■ **O que produzir**
Prossiga o texto sobre as eleições na Bulgária a partir do ponto em que ele termina.

■ **Trecho fornecido**
----
Desde 2020, opositores e manifestantes o acusam de ter entregue o país a oligarcas privados –a Bulgária foi classificada pela ONG Transparência Internacional como o país mais corrupto da UE.
Membro mais pobre da União Europeia, a Bulgária foi gravemente atingida pela crise sanitária e tem a maior taxa de mortes por caso confirmado de Covid-19 no bloco –a cada 100 infectados, 4 morreram– e o menor número de vacinas aplicadas –média de 8,2 doses para cada 100 habitantes.
O número exato de cadeiras de cada partido deverá ser conhecido ao longo da semana –a comissão eleitoral tem até o dia 8 para divulgar o resultado oficial e até o dia 11 para anunciar os eleitos–, mas já é certo que Borisov terá que atrair outras siglas para garantir 121 dos 240 assentos e assegurar a maioria.
Uma das dificuldades pode ser a perda de um dos aliados no último governo, o ultranacionalista VMRO, que aparece com 4% dos votos, mínimo necessário para poder ocupar assentos na Assembleia.
Caso o Gerb fracasse na tentativa de montar um governo, a tarefa passará ao segundo colocado, o Partido Socialista Búlgaro, herdeiro do Partido Comunista da era soviética. Segundo a pesquisa, o PSB obteve 17,6% dos votos.
A principal surpresa foi a votação do populista Este Povo Existe (ITN), partido novo estrelado pelo músico e apresentador de TV Slavi Trifonov. A boca de urna atribui ao ITN mais de 15% dos votos –dois pontos percentuais acima do que ele vinha registrando nas sondagens pré-eleitorais.
----
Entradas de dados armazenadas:
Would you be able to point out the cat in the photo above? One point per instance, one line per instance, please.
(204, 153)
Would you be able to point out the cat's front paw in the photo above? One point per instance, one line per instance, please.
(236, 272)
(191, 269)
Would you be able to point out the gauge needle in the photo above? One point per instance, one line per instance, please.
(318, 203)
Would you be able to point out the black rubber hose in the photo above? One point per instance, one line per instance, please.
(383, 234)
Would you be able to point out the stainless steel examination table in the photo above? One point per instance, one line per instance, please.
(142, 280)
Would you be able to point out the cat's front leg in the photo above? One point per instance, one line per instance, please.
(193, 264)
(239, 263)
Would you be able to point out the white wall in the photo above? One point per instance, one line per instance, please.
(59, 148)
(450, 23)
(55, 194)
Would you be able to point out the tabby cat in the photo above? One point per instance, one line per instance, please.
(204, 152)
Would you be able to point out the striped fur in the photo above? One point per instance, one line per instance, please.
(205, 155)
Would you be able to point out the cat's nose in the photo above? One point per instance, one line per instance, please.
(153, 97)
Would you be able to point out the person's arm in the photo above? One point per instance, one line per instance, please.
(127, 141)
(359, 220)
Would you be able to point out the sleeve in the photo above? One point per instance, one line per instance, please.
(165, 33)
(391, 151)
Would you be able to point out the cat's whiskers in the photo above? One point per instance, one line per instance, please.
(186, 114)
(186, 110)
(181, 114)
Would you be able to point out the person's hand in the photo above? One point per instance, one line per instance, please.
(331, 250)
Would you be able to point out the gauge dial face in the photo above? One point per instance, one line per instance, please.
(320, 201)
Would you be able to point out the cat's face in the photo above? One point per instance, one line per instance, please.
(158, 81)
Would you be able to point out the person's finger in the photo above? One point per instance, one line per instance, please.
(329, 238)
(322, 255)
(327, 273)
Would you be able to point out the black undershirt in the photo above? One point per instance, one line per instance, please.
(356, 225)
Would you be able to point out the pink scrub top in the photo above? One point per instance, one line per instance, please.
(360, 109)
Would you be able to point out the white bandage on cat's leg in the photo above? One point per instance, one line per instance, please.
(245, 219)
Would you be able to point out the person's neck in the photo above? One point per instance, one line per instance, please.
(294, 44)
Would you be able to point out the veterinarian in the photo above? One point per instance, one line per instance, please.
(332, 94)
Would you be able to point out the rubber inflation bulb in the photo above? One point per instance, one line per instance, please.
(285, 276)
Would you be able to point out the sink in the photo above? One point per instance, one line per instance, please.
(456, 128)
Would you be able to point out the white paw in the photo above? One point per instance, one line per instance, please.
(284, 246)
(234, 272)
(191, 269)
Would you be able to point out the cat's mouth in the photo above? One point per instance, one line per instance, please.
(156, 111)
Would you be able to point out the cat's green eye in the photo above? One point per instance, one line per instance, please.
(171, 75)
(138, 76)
----
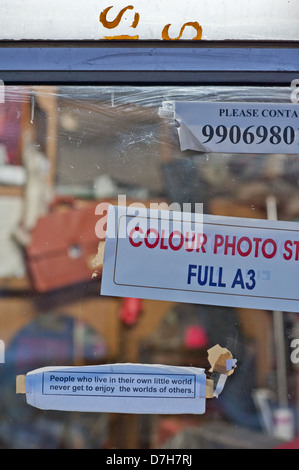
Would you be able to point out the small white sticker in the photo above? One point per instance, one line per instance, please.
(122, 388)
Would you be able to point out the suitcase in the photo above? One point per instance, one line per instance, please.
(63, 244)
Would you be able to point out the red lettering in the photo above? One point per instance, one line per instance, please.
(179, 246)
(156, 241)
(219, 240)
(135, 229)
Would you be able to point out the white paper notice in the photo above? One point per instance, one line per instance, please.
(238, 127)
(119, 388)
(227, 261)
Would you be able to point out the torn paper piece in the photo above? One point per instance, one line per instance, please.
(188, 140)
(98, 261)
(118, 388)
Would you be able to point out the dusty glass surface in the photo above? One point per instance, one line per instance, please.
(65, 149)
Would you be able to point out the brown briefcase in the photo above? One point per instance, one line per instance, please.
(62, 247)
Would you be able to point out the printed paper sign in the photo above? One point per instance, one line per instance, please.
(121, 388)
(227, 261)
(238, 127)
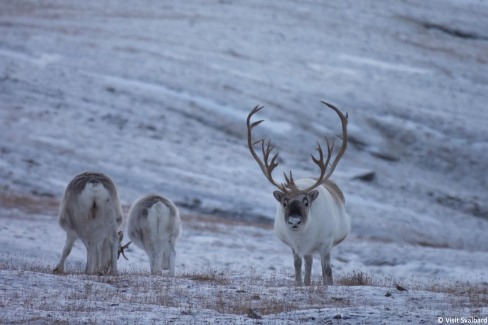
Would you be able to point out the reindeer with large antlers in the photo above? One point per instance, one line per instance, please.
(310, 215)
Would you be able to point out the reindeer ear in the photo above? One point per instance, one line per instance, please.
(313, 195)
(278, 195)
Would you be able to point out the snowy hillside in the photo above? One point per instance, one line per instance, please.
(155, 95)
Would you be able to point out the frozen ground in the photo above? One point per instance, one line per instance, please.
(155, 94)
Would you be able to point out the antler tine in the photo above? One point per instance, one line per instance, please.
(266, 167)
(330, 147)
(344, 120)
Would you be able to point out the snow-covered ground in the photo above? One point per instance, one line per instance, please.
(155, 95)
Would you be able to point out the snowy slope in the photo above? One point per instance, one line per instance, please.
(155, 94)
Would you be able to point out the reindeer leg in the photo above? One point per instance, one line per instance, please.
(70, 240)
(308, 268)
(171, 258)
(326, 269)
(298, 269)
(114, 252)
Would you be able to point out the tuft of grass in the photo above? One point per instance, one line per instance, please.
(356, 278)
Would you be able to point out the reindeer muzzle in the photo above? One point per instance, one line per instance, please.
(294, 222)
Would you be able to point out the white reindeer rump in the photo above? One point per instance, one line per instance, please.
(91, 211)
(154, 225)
----
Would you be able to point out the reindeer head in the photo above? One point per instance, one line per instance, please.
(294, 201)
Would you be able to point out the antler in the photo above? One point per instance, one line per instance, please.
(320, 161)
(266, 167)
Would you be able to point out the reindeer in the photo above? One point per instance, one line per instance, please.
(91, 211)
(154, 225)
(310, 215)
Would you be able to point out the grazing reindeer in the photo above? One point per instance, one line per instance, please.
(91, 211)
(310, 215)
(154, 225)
----
■ **Resultado do exercício**
Se o resultado se confirmar, ele abrirá vantagem clara para se consolidar como terceira força política no país, à frente do Movimento para os Direitos e Liberdades (DPS), que representa a minoria turca e muçulmana da Bulgária e aparece com 11% nas pesquisas.
Para analistas, o apresentador de TV capitalizou o sentimento antigoverno e antissistema, mas sua falta de experiência política dificulta prever se ele poderia se unir a um dos dois principais partidos tradicionais do país para tentar formar um governo.
A Bulgária aparece ao lado da Polônia e da Hungria como países “preocupantes” em relatórios da Comissão Europeia sobre Estado de Direito –principalmente em áreas como corrupção, liberdade de imprensa, liberdades civis e independência do Judiciário.
Borisov, porém, tem escapado dos holofotes habitualmente dirigidos ao premiê da Hungria, Viktor Orbán, e aos políticos do partido de direita Lei e Justiça, que governa a Polônia. Entre outros motivos, porque Borisov evita discursos iliberais agressivos, como os anti-imigração de Orbán ou os anti-LGBT na Polônia.
Além disso, analistas apontam diferenças importantes de grau no controle e na captura do Estado nos três países.
“A Hungria é já uma autocracia, enquanto a Bulgária ainda não. Na Bulgária há uma competição entre grupos criminosos pelo poder, mas nenhum é capaz de anular os outros”, afirmou o ex-ministro de Educação da Hungria Bálint Magyar, que pesquisa os chamados Estados mafiosos, após a principal onda de protestos em Sofia, em 2020.
Outra razão para a até então bem-sucedida blindagem de Borisov é que o Gerb integra o principal bloco do Parlamento Europeu, o Partido do Povo Europeu, ao qual também pertence a CDU (União Democrata-Cristã), da primeira-ministra alemã Angela Merkel.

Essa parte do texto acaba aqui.